What is expected: Put every line of the records below from the line containing "Question. Mark every instance of the cliff" down through the line containing "x=379 y=128", both included, into a JSON list of strings with one string per line and blank lines left out.

Pointing data excerpts:
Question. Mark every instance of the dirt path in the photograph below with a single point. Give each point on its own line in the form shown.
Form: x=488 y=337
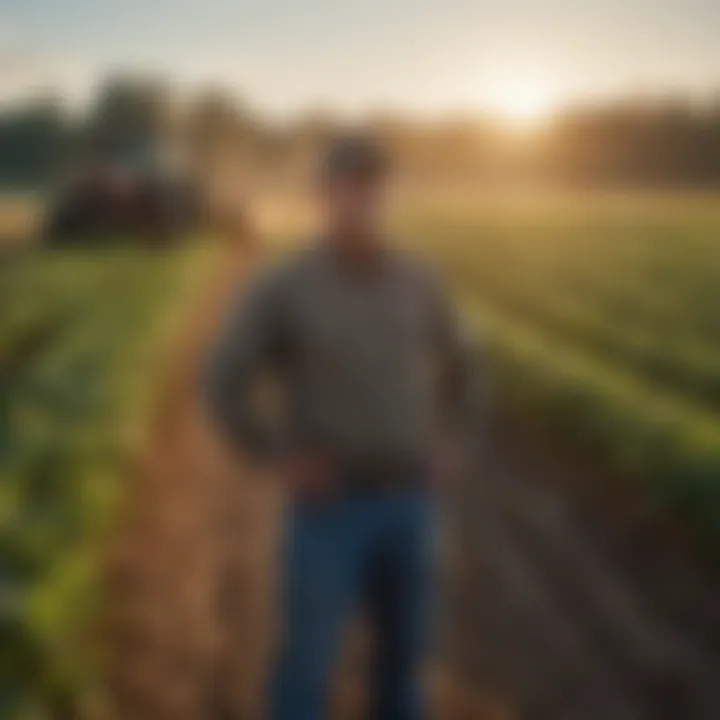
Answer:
x=547 y=606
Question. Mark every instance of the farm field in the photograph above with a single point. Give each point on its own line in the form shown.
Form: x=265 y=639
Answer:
x=81 y=336
x=599 y=314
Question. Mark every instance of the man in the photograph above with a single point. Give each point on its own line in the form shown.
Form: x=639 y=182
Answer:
x=376 y=387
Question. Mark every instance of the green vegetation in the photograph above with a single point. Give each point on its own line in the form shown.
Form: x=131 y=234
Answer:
x=602 y=318
x=81 y=334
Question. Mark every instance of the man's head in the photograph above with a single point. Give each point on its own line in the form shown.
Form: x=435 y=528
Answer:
x=353 y=177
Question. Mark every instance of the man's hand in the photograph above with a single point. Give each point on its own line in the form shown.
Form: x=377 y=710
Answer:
x=309 y=476
x=449 y=462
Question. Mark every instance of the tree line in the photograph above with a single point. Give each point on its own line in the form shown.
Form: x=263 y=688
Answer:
x=632 y=142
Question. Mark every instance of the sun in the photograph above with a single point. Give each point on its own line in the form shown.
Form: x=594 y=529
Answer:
x=523 y=105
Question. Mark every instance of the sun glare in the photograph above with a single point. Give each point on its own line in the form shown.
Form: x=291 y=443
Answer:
x=526 y=106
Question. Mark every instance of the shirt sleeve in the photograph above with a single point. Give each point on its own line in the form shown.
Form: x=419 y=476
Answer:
x=250 y=345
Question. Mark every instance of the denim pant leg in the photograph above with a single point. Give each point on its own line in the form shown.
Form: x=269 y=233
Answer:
x=321 y=568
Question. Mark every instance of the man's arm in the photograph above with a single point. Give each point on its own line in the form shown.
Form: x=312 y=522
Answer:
x=249 y=345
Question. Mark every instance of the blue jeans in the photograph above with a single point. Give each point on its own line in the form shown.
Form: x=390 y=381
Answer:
x=369 y=548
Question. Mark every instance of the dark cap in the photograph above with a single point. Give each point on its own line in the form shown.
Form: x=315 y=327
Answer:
x=354 y=156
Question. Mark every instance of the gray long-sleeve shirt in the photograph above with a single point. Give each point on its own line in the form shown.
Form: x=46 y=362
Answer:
x=371 y=361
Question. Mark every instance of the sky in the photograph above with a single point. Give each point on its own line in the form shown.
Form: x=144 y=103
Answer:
x=517 y=57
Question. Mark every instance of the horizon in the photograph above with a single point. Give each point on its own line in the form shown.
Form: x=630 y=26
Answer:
x=524 y=61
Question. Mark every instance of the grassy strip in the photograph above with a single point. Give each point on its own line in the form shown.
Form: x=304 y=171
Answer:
x=73 y=417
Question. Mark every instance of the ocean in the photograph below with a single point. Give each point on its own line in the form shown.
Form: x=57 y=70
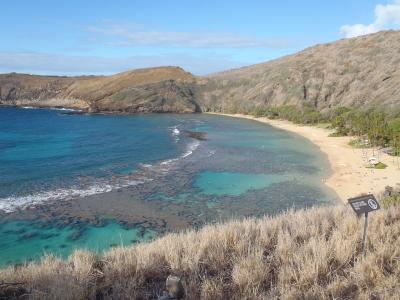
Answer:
x=70 y=181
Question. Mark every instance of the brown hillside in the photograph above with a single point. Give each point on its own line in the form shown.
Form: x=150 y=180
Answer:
x=166 y=89
x=350 y=72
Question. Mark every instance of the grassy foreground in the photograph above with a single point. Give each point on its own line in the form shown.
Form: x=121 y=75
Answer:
x=309 y=254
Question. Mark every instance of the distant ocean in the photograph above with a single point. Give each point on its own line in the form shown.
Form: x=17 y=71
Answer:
x=236 y=167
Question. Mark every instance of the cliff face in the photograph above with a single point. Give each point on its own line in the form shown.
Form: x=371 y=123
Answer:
x=363 y=71
x=166 y=89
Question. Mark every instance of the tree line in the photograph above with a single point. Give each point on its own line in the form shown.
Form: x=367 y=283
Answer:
x=379 y=128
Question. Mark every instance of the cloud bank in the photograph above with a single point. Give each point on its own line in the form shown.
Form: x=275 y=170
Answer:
x=128 y=35
x=386 y=17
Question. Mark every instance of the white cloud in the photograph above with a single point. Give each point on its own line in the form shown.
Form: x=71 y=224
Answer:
x=56 y=64
x=127 y=35
x=386 y=17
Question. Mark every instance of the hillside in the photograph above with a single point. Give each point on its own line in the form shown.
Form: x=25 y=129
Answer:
x=309 y=254
x=363 y=71
x=164 y=89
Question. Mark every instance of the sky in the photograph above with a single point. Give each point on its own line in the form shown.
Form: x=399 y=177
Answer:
x=104 y=37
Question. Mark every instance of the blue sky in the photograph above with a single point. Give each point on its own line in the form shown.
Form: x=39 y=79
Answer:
x=103 y=37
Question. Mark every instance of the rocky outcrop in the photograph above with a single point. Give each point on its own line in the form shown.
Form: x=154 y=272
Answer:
x=167 y=89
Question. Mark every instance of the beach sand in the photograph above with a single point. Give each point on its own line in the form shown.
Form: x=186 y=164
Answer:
x=349 y=177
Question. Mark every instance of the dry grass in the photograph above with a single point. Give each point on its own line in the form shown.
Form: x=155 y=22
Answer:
x=310 y=254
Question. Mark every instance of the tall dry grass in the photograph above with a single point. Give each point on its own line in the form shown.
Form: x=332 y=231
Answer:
x=309 y=254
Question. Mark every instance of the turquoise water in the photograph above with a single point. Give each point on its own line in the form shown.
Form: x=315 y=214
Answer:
x=235 y=184
x=142 y=170
x=21 y=241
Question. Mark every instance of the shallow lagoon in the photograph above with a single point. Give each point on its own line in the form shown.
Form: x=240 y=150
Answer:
x=88 y=174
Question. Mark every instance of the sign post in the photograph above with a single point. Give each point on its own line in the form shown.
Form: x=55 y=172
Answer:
x=364 y=205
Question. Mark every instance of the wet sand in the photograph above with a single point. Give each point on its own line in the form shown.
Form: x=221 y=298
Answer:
x=349 y=177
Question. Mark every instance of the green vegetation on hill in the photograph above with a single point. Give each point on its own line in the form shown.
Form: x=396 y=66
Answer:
x=308 y=254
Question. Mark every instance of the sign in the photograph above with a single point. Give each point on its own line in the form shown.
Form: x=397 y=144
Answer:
x=364 y=204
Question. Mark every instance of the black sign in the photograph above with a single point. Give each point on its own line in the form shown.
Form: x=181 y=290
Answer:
x=364 y=204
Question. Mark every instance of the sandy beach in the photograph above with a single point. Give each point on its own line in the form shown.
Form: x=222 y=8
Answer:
x=349 y=177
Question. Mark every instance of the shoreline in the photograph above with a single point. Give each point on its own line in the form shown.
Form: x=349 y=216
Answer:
x=349 y=177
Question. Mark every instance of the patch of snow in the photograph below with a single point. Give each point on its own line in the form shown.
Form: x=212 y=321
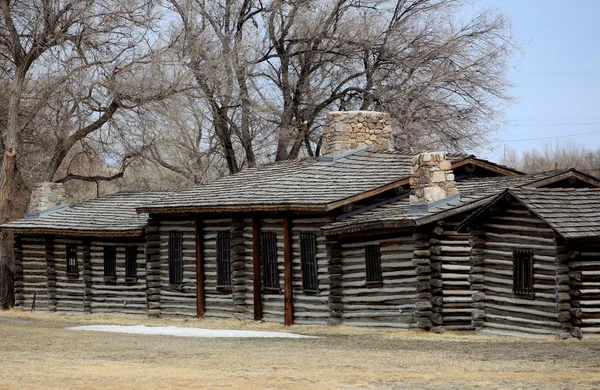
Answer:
x=188 y=332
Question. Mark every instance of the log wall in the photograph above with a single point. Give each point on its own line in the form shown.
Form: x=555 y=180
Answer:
x=453 y=253
x=393 y=303
x=547 y=313
x=179 y=299
x=118 y=295
x=310 y=308
x=70 y=290
x=272 y=300
x=584 y=280
x=30 y=260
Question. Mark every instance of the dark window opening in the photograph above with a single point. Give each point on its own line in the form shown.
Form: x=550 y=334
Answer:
x=523 y=272
x=308 y=257
x=373 y=264
x=175 y=257
x=269 y=254
x=223 y=259
x=131 y=262
x=110 y=261
x=72 y=266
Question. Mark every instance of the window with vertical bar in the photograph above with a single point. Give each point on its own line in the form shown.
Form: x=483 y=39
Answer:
x=72 y=266
x=523 y=272
x=175 y=257
x=269 y=255
x=110 y=261
x=223 y=259
x=308 y=257
x=131 y=262
x=373 y=264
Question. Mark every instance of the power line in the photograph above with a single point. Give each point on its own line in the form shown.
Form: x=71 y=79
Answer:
x=565 y=72
x=552 y=137
x=556 y=124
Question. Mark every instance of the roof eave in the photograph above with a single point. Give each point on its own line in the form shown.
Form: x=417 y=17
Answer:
x=76 y=232
x=366 y=226
x=234 y=208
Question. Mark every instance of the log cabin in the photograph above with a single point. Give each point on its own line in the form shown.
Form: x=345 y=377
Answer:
x=421 y=267
x=534 y=263
x=364 y=236
x=86 y=258
x=251 y=246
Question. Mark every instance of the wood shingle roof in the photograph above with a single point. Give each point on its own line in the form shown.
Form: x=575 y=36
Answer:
x=307 y=184
x=110 y=215
x=572 y=213
x=475 y=192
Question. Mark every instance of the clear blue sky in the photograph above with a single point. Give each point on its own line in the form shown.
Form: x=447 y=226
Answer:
x=557 y=78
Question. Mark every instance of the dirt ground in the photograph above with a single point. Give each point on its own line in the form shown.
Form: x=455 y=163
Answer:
x=37 y=351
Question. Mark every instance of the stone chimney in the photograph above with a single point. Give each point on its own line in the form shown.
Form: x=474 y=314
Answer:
x=347 y=130
x=432 y=182
x=46 y=196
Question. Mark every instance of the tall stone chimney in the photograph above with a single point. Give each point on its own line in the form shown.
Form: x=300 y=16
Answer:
x=347 y=130
x=432 y=182
x=46 y=196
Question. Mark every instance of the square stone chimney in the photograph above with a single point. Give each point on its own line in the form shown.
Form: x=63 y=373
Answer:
x=46 y=198
x=348 y=130
x=432 y=182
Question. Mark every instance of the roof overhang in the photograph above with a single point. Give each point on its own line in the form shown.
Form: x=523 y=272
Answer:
x=75 y=232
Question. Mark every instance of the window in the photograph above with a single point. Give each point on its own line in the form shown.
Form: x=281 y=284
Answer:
x=72 y=266
x=308 y=257
x=269 y=253
x=522 y=272
x=223 y=259
x=110 y=261
x=373 y=264
x=175 y=257
x=131 y=262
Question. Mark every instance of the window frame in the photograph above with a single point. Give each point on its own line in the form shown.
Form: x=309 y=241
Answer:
x=523 y=276
x=72 y=266
x=271 y=279
x=129 y=251
x=373 y=273
x=223 y=257
x=175 y=249
x=107 y=262
x=308 y=263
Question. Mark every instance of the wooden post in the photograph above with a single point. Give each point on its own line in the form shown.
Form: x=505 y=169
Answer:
x=421 y=261
x=87 y=276
x=288 y=318
x=238 y=268
x=336 y=291
x=476 y=280
x=153 y=286
x=51 y=273
x=200 y=297
x=19 y=287
x=256 y=283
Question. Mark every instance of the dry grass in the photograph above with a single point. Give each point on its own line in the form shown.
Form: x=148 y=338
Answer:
x=38 y=352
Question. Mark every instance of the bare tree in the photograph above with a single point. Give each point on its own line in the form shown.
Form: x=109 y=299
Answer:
x=557 y=155
x=72 y=66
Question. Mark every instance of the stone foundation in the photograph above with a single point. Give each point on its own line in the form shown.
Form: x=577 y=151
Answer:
x=347 y=130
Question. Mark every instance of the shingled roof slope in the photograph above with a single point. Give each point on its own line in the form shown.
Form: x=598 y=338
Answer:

Result for this task:
[
  "Question. Mark every instance of the cliff face in the photograph above with a single point. Give each point on its own line in the form shown.",
  "Form: x=371 y=123",
  "Answer:",
  "x=363 y=71",
  "x=166 y=89",
  "Question. Mark every instance of the tree line in the photograph above with a single point. Give each point on its own line in the form shown.",
  "Form: x=367 y=283",
  "Answer:",
  "x=379 y=128"
]